** begin Dataset content **

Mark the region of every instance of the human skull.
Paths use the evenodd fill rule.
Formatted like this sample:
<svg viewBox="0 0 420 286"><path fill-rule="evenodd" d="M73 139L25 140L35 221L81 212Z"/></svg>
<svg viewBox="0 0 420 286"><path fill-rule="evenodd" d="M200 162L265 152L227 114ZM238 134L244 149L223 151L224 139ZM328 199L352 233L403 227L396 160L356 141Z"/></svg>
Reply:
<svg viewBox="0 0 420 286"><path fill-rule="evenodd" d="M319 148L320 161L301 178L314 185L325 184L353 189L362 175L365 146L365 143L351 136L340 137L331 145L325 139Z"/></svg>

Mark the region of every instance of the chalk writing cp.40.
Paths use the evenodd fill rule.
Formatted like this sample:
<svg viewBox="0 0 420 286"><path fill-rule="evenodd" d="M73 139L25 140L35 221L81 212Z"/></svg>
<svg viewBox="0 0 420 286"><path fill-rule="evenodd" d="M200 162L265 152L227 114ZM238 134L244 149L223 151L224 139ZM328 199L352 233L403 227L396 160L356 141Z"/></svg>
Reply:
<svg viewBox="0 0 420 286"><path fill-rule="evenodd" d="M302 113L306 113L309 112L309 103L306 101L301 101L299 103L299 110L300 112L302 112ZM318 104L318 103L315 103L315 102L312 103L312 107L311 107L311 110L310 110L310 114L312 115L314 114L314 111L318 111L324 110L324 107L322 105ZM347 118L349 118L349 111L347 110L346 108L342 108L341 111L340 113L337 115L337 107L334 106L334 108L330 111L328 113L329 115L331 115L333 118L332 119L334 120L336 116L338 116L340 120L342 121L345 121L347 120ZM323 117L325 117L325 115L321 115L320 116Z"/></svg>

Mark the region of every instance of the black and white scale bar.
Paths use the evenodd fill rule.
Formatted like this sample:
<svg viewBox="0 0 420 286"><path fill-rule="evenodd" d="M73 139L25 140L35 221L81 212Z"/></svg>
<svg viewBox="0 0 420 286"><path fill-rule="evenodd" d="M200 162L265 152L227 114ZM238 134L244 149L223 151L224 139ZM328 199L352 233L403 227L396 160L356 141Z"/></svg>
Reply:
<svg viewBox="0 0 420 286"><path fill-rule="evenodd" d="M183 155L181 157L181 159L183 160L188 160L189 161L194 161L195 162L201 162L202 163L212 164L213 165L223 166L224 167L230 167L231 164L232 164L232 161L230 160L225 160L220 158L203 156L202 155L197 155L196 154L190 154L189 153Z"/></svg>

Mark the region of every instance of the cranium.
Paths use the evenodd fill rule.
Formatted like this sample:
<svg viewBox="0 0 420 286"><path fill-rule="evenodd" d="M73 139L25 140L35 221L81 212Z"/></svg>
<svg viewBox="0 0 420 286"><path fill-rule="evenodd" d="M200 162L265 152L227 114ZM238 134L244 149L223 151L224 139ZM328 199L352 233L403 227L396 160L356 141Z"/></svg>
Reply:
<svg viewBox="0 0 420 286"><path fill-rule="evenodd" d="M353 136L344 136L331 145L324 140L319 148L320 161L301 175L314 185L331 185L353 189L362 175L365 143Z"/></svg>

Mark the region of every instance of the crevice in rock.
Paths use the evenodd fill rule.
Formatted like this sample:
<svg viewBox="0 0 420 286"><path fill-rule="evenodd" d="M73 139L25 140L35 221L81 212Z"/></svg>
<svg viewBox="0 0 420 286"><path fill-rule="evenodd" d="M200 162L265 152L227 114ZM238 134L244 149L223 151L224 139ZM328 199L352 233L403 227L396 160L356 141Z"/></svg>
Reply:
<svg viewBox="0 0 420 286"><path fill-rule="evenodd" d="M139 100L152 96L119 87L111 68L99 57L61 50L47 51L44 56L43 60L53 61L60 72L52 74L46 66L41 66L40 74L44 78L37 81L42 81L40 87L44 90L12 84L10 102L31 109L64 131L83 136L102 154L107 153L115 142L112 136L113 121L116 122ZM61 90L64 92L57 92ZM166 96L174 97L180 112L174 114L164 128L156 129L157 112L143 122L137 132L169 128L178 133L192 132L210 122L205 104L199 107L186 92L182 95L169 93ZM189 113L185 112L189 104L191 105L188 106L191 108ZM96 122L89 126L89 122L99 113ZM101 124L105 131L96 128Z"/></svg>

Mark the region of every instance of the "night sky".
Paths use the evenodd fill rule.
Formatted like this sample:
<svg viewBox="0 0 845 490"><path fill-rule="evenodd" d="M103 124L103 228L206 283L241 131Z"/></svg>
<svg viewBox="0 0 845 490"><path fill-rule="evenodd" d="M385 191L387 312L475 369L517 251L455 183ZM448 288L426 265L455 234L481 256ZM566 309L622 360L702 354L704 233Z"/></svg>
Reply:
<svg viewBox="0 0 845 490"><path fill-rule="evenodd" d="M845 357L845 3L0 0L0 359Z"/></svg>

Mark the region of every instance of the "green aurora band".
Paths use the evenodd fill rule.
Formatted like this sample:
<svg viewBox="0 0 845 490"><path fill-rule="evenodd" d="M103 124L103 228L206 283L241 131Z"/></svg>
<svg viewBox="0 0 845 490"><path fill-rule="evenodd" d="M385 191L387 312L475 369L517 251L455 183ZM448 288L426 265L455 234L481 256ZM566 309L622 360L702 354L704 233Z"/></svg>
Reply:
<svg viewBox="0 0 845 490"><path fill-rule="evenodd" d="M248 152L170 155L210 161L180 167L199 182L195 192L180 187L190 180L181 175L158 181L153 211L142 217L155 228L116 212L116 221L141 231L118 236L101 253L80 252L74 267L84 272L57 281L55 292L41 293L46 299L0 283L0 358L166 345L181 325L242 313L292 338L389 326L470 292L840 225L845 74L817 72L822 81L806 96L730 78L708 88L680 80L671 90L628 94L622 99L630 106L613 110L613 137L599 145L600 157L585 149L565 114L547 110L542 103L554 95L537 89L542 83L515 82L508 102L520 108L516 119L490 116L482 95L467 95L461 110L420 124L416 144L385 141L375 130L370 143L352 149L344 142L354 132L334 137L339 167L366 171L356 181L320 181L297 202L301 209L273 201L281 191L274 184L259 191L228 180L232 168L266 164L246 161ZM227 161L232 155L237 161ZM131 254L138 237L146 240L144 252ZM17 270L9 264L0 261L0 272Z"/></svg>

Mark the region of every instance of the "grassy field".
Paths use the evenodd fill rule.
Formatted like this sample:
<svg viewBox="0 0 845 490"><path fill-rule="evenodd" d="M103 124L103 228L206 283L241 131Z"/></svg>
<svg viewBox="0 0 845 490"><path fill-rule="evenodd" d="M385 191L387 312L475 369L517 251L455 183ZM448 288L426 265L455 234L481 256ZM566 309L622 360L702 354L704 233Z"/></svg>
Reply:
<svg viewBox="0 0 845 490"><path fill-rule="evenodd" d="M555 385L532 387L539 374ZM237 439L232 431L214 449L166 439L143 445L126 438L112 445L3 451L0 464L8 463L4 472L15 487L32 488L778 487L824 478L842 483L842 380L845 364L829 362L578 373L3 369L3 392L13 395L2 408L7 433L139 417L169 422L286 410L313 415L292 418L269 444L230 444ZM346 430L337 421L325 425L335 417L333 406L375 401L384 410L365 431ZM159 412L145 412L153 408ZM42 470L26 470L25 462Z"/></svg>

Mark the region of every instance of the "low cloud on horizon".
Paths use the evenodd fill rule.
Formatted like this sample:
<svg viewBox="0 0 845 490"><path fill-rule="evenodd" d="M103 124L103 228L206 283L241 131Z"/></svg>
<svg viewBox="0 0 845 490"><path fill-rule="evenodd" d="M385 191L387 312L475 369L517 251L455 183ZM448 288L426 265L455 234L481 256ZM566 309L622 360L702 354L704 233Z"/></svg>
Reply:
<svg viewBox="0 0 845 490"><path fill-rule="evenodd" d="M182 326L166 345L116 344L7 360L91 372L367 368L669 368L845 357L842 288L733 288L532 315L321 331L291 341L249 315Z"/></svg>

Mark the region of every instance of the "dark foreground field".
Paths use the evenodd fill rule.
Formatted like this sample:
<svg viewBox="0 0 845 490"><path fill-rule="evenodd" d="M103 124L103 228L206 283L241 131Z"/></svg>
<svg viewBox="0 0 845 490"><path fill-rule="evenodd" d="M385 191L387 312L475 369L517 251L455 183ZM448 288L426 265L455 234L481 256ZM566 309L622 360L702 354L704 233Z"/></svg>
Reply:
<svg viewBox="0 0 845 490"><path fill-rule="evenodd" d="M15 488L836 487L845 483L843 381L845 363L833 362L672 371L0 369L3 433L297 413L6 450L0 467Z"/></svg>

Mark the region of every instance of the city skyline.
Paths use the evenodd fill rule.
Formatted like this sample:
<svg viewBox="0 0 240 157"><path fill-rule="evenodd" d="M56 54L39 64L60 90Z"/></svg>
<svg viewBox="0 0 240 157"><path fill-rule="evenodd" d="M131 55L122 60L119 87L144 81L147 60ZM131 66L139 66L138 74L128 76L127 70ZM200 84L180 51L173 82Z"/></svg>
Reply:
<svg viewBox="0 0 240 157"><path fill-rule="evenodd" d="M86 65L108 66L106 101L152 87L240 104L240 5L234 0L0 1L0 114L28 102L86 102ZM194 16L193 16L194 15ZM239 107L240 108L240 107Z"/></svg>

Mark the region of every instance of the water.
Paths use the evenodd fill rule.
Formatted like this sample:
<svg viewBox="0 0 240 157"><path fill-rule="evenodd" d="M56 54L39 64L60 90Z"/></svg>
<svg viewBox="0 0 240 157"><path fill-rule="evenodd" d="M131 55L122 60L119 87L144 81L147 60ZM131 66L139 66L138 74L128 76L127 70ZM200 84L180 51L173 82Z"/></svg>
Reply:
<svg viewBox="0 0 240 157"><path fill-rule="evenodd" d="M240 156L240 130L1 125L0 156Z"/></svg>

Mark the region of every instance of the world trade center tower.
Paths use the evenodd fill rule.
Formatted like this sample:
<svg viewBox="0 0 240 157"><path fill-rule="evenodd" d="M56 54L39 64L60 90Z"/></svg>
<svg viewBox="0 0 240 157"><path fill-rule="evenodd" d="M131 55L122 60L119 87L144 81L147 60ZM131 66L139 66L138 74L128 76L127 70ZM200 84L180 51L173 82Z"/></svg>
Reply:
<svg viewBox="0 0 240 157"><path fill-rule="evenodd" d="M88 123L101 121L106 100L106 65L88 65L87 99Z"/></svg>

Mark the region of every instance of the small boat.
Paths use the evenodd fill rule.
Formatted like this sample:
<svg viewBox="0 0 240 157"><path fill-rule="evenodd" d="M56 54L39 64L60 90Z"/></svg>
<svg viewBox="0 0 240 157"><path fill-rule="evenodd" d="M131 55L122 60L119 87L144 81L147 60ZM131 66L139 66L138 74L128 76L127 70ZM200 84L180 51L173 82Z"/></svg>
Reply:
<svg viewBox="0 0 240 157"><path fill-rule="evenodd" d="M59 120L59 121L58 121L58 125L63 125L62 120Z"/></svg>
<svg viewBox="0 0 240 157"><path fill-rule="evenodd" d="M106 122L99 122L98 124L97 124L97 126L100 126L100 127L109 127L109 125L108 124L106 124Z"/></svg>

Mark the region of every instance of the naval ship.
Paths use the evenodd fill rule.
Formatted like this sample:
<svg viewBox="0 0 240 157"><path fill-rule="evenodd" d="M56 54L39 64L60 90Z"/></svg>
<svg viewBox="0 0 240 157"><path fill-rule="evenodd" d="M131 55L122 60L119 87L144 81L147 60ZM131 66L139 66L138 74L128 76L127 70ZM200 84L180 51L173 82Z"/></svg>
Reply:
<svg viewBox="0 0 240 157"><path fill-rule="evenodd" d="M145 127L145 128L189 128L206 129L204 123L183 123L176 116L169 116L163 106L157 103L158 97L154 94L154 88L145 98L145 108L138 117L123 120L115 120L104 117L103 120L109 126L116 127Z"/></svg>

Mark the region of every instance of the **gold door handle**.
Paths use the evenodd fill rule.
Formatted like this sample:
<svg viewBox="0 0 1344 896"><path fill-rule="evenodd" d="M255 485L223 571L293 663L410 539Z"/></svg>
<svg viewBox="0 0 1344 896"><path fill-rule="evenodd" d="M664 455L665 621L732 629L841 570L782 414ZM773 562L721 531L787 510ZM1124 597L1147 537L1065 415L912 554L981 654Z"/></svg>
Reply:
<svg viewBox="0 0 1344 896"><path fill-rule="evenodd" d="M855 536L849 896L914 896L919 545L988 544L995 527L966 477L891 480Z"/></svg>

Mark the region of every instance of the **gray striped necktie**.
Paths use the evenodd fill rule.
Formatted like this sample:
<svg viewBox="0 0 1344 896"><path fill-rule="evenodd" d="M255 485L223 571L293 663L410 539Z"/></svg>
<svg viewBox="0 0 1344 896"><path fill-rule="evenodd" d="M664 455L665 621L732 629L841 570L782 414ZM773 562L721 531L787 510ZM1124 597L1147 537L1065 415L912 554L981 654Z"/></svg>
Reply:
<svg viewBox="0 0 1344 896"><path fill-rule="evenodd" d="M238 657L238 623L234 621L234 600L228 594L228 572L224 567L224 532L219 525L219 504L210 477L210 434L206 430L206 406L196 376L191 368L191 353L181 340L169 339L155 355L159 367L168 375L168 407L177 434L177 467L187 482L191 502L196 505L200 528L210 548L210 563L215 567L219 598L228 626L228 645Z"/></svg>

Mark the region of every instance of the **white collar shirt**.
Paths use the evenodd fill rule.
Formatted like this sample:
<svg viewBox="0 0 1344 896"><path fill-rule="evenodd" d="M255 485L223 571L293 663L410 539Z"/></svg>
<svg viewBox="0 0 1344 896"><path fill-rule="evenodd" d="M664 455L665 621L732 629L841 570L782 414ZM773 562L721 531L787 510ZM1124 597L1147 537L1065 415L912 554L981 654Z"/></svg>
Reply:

** end Dataset content **

» Work to do:
Rewrite the records from the line with "Mark the region of every instance of the cranium." to the line with "357L845 3L0 0L0", replacing "crevice" with "fissure" and leaving everything else unchanged.

» Answer to the exercise:
Mark the region of every instance of the cranium.
Paths use the evenodd fill rule.
Formatted like this sample:
<svg viewBox="0 0 420 286"><path fill-rule="evenodd" d="M73 139L25 140L35 221L81 212Z"/></svg>
<svg viewBox="0 0 420 286"><path fill-rule="evenodd" d="M200 162L265 152L227 114ZM238 134L244 149L223 151L224 139ZM328 199L352 233L403 227L396 160L356 141Z"/></svg>
Reply:
<svg viewBox="0 0 420 286"><path fill-rule="evenodd" d="M353 136L344 136L331 145L324 140L319 148L320 161L301 175L314 185L331 185L353 189L362 175L365 143Z"/></svg>

Mark the region of every instance of the fissure in rock.
Paths use the evenodd fill rule.
Formatted like this sample:
<svg viewBox="0 0 420 286"><path fill-rule="evenodd" d="M73 139L25 140L35 221L81 212Z"/></svg>
<svg viewBox="0 0 420 286"><path fill-rule="evenodd" d="M200 162L265 152L227 114ZM238 134L244 149L223 151L224 139ZM328 199L352 233L403 227L396 160L356 141Z"/></svg>
Reply:
<svg viewBox="0 0 420 286"><path fill-rule="evenodd" d="M139 100L152 96L119 87L111 68L99 57L61 50L47 51L44 56L43 60L53 61L60 72L52 74L46 66L41 66L40 74L44 78L37 81L42 81L40 87L44 90L12 84L10 102L31 109L64 131L83 136L102 154L107 153L115 142L112 136L113 121L116 122ZM61 90L64 92L57 92ZM166 96L174 97L180 112L174 114L164 128L156 129L157 112L143 122L137 132L169 128L178 133L192 132L210 122L205 104L199 107L186 92L182 95L169 93ZM189 113L185 112L189 104L191 105L188 106L191 108ZM96 122L89 126L89 122L99 113ZM101 124L105 131L96 128Z"/></svg>

Mark the region of every instance of the "night sky".
Paths use the evenodd fill rule.
Formatted like this sample:
<svg viewBox="0 0 845 490"><path fill-rule="evenodd" d="M103 124L103 228L206 283L241 131Z"/></svg>
<svg viewBox="0 0 845 490"><path fill-rule="evenodd" d="M385 191L387 312L475 369L517 251L455 183ZM448 288L426 265L455 234L481 256ZM566 309L622 360L702 354L704 233Z"/></svg>
Reply:
<svg viewBox="0 0 845 490"><path fill-rule="evenodd" d="M845 357L845 3L0 0L0 359Z"/></svg>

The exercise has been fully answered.